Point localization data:
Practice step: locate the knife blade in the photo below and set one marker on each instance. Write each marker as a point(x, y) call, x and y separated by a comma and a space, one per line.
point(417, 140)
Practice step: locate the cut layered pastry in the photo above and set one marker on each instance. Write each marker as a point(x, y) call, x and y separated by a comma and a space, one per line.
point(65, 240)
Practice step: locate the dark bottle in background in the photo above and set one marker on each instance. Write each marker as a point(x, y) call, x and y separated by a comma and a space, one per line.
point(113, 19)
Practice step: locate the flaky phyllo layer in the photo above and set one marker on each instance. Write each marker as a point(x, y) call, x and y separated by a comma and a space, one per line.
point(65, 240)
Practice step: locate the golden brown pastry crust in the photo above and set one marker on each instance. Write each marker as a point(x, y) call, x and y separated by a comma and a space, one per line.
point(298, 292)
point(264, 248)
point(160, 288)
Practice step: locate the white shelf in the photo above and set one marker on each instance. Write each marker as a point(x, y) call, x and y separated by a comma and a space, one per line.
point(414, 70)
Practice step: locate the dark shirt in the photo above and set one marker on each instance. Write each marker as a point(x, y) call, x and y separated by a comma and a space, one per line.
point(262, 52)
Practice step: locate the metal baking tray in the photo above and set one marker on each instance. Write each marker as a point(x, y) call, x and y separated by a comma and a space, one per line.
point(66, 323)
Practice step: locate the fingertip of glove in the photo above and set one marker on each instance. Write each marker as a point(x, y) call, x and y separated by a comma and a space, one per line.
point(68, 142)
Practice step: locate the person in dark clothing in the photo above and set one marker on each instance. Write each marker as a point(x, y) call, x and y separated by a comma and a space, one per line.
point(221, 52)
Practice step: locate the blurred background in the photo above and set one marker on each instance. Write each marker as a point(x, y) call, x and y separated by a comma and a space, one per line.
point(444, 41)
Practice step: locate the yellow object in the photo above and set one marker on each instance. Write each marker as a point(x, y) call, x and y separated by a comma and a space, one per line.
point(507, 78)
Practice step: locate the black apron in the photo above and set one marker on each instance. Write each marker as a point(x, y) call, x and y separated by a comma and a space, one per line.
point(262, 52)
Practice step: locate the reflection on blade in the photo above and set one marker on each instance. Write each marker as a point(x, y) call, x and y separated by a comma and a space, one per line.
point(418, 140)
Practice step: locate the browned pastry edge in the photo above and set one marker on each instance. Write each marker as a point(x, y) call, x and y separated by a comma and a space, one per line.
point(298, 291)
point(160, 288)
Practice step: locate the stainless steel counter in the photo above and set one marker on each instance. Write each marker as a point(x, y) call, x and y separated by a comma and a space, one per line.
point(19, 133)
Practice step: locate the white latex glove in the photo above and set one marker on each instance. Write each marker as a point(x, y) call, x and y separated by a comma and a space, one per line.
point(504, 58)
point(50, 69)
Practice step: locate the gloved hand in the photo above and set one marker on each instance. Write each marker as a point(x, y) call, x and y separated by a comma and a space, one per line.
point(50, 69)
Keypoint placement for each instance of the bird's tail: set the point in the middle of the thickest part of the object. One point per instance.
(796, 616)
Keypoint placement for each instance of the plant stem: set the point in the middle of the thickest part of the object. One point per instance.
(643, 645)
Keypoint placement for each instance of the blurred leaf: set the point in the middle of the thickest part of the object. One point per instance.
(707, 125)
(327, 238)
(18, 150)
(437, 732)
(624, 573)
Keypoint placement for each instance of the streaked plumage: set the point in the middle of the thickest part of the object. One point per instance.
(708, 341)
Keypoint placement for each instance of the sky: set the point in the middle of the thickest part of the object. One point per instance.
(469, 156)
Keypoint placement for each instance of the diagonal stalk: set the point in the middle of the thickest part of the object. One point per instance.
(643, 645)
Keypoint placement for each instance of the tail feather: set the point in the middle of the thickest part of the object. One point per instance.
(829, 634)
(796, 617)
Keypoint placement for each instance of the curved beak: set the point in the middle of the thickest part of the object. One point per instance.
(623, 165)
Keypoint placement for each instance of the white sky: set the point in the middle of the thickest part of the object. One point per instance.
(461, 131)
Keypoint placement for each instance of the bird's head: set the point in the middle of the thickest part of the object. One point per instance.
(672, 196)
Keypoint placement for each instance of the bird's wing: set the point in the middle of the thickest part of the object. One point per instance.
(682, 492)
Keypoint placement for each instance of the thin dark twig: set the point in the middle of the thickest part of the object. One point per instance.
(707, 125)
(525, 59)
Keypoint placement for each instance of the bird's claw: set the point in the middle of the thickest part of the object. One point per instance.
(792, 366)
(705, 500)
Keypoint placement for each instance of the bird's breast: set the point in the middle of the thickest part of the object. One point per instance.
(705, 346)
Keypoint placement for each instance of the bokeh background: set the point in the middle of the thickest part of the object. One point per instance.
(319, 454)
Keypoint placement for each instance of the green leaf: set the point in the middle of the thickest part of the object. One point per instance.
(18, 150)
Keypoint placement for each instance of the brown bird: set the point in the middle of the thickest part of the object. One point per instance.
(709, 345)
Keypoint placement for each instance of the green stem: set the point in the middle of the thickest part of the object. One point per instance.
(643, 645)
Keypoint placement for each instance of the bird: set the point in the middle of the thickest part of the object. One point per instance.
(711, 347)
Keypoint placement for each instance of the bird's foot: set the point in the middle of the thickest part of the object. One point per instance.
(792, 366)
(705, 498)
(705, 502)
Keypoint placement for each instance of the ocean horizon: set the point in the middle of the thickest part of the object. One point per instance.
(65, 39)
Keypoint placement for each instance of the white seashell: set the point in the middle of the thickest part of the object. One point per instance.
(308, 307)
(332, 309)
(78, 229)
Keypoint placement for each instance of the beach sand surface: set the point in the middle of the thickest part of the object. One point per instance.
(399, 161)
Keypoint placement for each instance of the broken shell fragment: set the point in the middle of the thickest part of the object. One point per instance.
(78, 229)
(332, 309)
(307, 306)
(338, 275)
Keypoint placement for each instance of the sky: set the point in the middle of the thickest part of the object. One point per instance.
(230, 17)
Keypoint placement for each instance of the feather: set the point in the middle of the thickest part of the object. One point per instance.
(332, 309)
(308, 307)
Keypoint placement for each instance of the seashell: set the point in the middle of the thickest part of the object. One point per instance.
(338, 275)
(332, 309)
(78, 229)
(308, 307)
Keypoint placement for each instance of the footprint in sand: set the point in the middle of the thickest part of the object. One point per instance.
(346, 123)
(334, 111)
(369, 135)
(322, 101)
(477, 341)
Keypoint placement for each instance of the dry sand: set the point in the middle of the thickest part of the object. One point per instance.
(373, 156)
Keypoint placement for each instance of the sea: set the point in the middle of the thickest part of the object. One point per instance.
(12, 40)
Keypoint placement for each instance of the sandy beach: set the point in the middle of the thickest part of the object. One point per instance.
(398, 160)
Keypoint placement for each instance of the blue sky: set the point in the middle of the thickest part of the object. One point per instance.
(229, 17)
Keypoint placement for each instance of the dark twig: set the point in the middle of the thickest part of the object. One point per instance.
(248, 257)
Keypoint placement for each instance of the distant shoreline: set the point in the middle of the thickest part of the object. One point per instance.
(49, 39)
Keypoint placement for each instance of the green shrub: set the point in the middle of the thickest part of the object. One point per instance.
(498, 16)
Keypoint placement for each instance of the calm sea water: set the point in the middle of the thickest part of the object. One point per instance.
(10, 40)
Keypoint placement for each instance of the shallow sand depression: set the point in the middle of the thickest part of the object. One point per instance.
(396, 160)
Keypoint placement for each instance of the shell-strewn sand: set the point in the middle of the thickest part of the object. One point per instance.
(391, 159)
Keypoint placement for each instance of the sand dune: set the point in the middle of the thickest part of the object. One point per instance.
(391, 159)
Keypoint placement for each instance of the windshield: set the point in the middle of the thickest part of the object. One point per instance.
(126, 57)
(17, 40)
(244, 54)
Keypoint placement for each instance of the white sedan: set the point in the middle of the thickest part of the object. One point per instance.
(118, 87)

### Exercise aim
A complete, exact copy of the entries above is what is wanted.

### Result of this task
Practice step: locate the knife blade in the photo below and set one marker on each instance. Write each marker as a point(x, y) call, x and y separated by a comma and a space, one per line.
point(417, 140)
Practice step: locate the cut layered pastry in the photo above and set one marker on each instance. Write each marker as a point(x, y) call, x and y separated by a comma and a space, one per line.
point(65, 240)
Practice step: locate the dark bottle in background in the photo above and set one marker on each instance. Write each marker as a point(x, y) call, x and y separated by a comma and a space, one per line.
point(113, 19)
Practice step: locate the flaky phyllo layer in the photo above and set one marker on each instance. Write each marker as a point(x, y) call, x and y separated by a comma and a space, one per line.
point(65, 240)
Practice step: locate the golden brown pastry crust in the photo above and set one marker on each instance. Write each marker as a point(x, y) call, x and y separated by a comma and a space, one per line.
point(298, 292)
point(264, 248)
point(160, 288)
Practice step: locate the white shelf in the photo above and set one marker on each instance. Write each marker as a point(x, y) call, x and y separated by a comma and a space, one per line.
point(414, 70)
Practice step: locate the dark shirt in the photo above and set one marker on each instance. Write each marker as a point(x, y) call, x and y separated by a comma and a space, one per line.
point(262, 52)
Practice step: locate the metal baking tray in the photo above and set one marker on each instance. Write each marker as a point(x, y) call, x and y separated by a comma and a space, one per line.
point(66, 323)
Practice step: locate the fingertip of glove in the photo above and set one marker on each instance. Write each marker as a point(x, y) call, x and y separated by a comma and a space, one per line.
point(68, 142)
Practice step: locate the person in dark clothing in the photo above and set one marker on each instance. Write each marker as a point(x, y) call, x and y separated by a comma and a space, one per line.
point(221, 52)
Practice step: locate the blurred background in the photo above and set one marker on each instance. Write each marker as a point(x, y) call, x and y separated by a comma and a space, one per line.
point(444, 41)
Practice step: locate the yellow object in the photo above and set one marker on each instance. Write each marker as a point(x, y) call, x and y separated by a comma and a space, one per line.
point(507, 78)
Practice step: locate the black apron in the photo above and set one marker on each instance. Write each marker as a point(x, y) call, x and y separated by a comma and a space, one per line.
point(262, 52)
Practice step: locate the reflection on blade in the photo above and set one marker on each instance. Write each marker as a point(x, y) call, x and y separated by a comma and a space, one per line.
point(418, 140)
Practice step: locate the browned pastry edge in the photo above and set one marker on each instance. Write each marker as a point(x, y) call, x and y separated by a comma and a space, one per line.
point(298, 291)
point(160, 288)
Practice step: locate the stainless steel counter in the photo above and set one marker on each instance. Write each marker as a point(x, y) call, x and y separated by a comma and a space, one per line.
point(19, 133)
Practice step: locate the white latex glove in the photo above and set one marker on each instance. Write each marker as a point(x, y) call, x and y separated by a comma and a space, one per line.
point(504, 58)
point(50, 69)
Practice step: locate the gloved hand in the photo above and set one marker on each instance. Write each marker as a point(x, y) call, x and y separated by a comma and a space, one per line.
point(50, 69)
Keypoint placement for each instance of the bird's tail: set the point in the middle of the thickest part of the object. One point per instance.
(796, 616)
Keypoint placement for each instance of the plant stem: set the point in the middle of the thickest part of the object. One point per instance.
(643, 645)
Keypoint placement for each instance of the blurred leaf: set the point in the middle of the thickest part of the object. One point per instance.
(707, 125)
(327, 238)
(18, 150)
(437, 732)
(624, 573)
Keypoint placement for each instance of the streaked plumage: set the point in the middle of the thickest part of the object. One point per instance.
(708, 341)
Keypoint placement for each instance of the sky: set the point in the middle of the thickest part of the object. One point per instance.
(469, 156)
Keypoint placement for each instance of the diagonal stalk: set the point in the middle of the thickest part of the object. One point per instance.
(643, 645)
Keypoint placement for each instance of the tail feather: set the point in the middle of the thickest part of the object. One point per instance.
(829, 634)
(796, 617)
Keypoint placement for each instance of the curved beak: set the point in the middle of the thickest part of the object. One point per instance.
(623, 165)
Keypoint placement for each instance of the white sky: set the point in the middle of the thickest part of the object. One point per instance.
(461, 131)
Keypoint placement for each instance of the bird's head: set the point in the middle of the thickest part of the object. One point per instance.
(672, 196)
Keypoint placement for each instance of the bird's wing: set the point in the middle of the thickest part of the object. One point per instance.
(682, 492)
Keypoint placement for each instance of the thin dark twig: set the point in the middle of the thickest part of the object. One point per instance.
(707, 125)
(525, 59)
Keypoint placement for each instance of the bird's claw: set the point in the middle of the thickest part of the object. One point per instance.
(792, 366)
(705, 500)
Keypoint placement for each instance of the bird's breast: set the point in the middle of the thickest part of the object. One point per instance.
(705, 346)
Keypoint placement for each instance of the bokeh background: set the point in the middle of the thickest part of the object. One point per instance.
(319, 454)
Keypoint placement for each instance of the green leaf: set the point in the middle of the thickest part of the object. One point per instance.
(18, 150)
Keypoint placement for each instance of the brown bird: set the point in the middle of the thickest part of the object. One point per instance.
(709, 345)
Keypoint placement for each instance of the green stem: set the point in the middle of the thickest part of the object. One point per instance.
(643, 645)
Keypoint placement for each instance of the bird: set the point in the middle of the thickest part of the object. One point per instance.
(711, 347)
Keypoint placement for each instance of the bird's foot: set the point in the middle of the thickest part of the object. One point per instance.
(792, 366)
(705, 498)
(705, 502)
Keypoint placement for each instance of the ocean horizon: set the point in the middle of the thickest part of the object. One point per instance.
(65, 39)
Keypoint placement for each instance of the white seashell: set the point in the middle of the thickest part of the object. One point per instance.
(308, 307)
(332, 309)
(78, 229)
Keypoint placement for each instance of the beach sand surface: set the point in the middle of the thickest part of the object. One point per instance.
(399, 161)
Keypoint placement for each instance of the broken shell fragment: set the point in the middle of the thickest part of the object. One point per instance.
(78, 229)
(332, 309)
(307, 306)
(338, 275)
Keypoint placement for each instance of the sky: set the point in the middle of the thickest part of the object. One point per instance.
(230, 17)
Keypoint placement for each instance of the feather: set the point in the middle of the thickest part of the object. One point per instance.
(332, 309)
(308, 307)
Keypoint placement for each instance of the seashell: set the point in the middle of the thickest part of the object. One point per instance.
(338, 275)
(332, 309)
(78, 229)
(308, 307)
Keypoint placement for each instance of the footprint in sand: set the point in the middle of the thickest part of the object. One point per instance.
(346, 123)
(334, 111)
(369, 135)
(322, 101)
(477, 341)
Keypoint placement for each instance of the dry sand: set the point in the middle of the thickest part of the object. One point per instance.
(373, 156)
Keypoint placement for each instance of the sea: set the point in the middle of the thickest part of the object. One point per instance.
(12, 40)
Keypoint placement for each instance of the sandy beach: set the point in the middle of the thickest part of the object. One point per instance.
(398, 160)
Keypoint placement for each instance of the blue sky: set the point in the middle of the thickest part of the object. One point per instance.
(229, 17)
Keypoint placement for each instance of the dark twig: set the point in the middle of the thickest part of the object. One point per instance.
(248, 257)
Keypoint placement for each instance of the distant shoreline: set the point in the middle of the thickest part of the object. One point per instance.
(49, 39)
Keypoint placement for each instance of the green shrub: set the point in the middle of the thickest part of the object. One point per instance.
(498, 16)
Keypoint placement for each instance of the calm sea water: set the point in the middle of the thickest part of the object. One point per instance.
(10, 40)
Keypoint placement for each instance of the shallow sand depression: set the point in the middle of the thickest part of the object. One point per instance.
(396, 160)
Keypoint placement for each instance of the shell-strewn sand: set the point in the middle of the thickest part of the object. One point per instance.
(391, 159)
Keypoint placement for each instance of the sand dune: set the point in the middle of the thickest part of the object. One point per instance.
(391, 159)
Keypoint placement for each instance of the windshield: set the point in the middle of the thickest part of the object. One point per instance.
(126, 57)
(17, 40)
(244, 54)
Keypoint placement for each instance of the white sedan: set the point in the middle of the thickest part of the object. One point per instance.
(118, 87)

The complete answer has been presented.